Rewrite the entries below as a numbered list, leaving out any blank lines.

__Supplied material__.

— Begin —

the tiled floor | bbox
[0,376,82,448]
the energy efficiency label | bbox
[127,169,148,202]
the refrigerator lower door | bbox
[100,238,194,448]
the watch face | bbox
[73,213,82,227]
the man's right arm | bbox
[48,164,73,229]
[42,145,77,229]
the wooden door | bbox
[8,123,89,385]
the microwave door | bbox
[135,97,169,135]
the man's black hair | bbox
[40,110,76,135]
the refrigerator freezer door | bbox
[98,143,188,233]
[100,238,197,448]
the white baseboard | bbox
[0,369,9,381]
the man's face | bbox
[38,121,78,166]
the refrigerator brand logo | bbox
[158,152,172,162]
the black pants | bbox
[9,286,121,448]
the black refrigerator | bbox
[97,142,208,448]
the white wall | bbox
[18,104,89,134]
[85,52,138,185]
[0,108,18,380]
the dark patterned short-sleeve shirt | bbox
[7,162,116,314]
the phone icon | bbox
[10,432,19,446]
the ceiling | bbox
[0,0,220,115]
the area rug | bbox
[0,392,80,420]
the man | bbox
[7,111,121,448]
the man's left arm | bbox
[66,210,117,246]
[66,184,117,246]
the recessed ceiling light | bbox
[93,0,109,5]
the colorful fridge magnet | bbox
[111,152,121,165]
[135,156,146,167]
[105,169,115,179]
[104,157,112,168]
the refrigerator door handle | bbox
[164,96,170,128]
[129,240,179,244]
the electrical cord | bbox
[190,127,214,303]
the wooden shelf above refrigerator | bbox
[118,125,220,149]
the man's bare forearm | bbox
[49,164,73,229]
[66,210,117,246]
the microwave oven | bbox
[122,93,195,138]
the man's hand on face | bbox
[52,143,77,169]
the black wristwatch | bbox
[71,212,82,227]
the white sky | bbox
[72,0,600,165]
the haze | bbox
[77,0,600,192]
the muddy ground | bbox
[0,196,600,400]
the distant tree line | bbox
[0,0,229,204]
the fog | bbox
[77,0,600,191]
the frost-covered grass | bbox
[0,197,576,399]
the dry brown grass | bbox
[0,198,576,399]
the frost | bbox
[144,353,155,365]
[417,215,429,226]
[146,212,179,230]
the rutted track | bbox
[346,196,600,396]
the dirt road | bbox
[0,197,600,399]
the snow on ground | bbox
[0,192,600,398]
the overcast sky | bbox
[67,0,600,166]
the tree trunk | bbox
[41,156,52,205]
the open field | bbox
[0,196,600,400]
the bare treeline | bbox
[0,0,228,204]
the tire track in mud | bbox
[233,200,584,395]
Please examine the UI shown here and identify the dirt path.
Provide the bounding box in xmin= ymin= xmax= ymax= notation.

— End —

__Output of the exercise__.
1. the tiled floor | bbox
2. [0,376,82,448]
3. the energy efficiency label | bbox
4. [127,169,148,202]
5. the refrigerator lower door | bbox
6. [100,238,194,448]
7. the watch face | bbox
8. [73,213,82,227]
9. the man's right arm | bbox
10. [48,164,73,229]
11. [42,145,77,229]
12. the wooden door | bbox
13. [8,123,89,385]
14. the microwave door | bbox
15. [135,97,169,135]
16. the man's black hair | bbox
17. [40,110,76,135]
18. the refrigerator freezer door | bbox
19. [98,143,188,233]
20. [100,238,197,448]
21. the white baseboard | bbox
22. [0,369,9,381]
23. the man's face | bbox
24. [38,121,78,166]
25. the refrigerator brand logo | bbox
26. [158,152,172,162]
27. the black pants | bbox
28. [9,286,121,448]
29. the black refrigerator | bbox
30. [97,142,208,448]
31. the white wall | bbox
32. [18,104,89,134]
33. [85,52,138,185]
34. [0,108,18,380]
35. the dark patterned short-sleeve shirt | bbox
36. [7,162,116,314]
37. the phone icon | bbox
38. [10,432,19,446]
39. the ceiling | bbox
40. [0,0,220,115]
41. the area rug | bbox
42. [0,392,80,420]
43. the man | bbox
44. [7,111,121,448]
45. the man's left arm | bbox
46. [66,210,117,246]
47. [66,184,117,246]
48. the recessed ceiling light | bbox
49. [93,0,109,5]
50. the colorful fridge magnet | bbox
51. [111,152,121,165]
52. [135,156,146,167]
53. [105,169,115,179]
54. [104,157,112,168]
55. the refrigerator door handle | bbox
56. [164,96,170,128]
57. [129,240,179,244]
58. the electrical cord | bbox
59. [190,127,214,303]
60. the wooden shelf above refrigerator | bbox
61. [118,125,220,149]
62. the man's bare forearm | bbox
63. [49,164,73,229]
64. [66,210,117,246]
65. the microwave oven | bbox
66. [122,93,195,138]
67. the man's hand on face | bbox
68. [52,143,77,169]
69. the black wristwatch | bbox
70. [71,212,82,227]
71. the white sky | bbox
72. [72,0,600,165]
73. the haze | bbox
74. [77,0,600,192]
75. the muddy ground | bbox
76. [0,196,600,400]
77. the distant tree line | bbox
78. [0,0,229,204]
79. the fog | bbox
80. [77,0,600,191]
81. the frost-covered grass | bbox
82. [0,197,576,399]
83. the dry brown grass | bbox
84. [0,198,576,399]
85. the frost | bbox
86. [144,353,155,365]
87. [417,215,429,226]
88. [146,212,179,230]
89. the rutted track | bbox
90. [346,196,600,396]
91. the dirt road | bbox
92. [0,197,600,399]
93. the snow on ground | bbox
94. [0,192,600,398]
95. the overcast sky | bbox
96. [67,0,600,166]
97. the tree trunk | bbox
98. [41,156,52,205]
99. the open field | bbox
100. [0,196,600,400]
101. the bare treeline | bbox
102. [0,0,228,204]
103. the tire track in mud | bbox
104. [233,200,584,395]
105. Please examine the UI shown here and identify the dirt path.
106. Provide the bounding box in xmin= ymin= xmax= ymax= notation.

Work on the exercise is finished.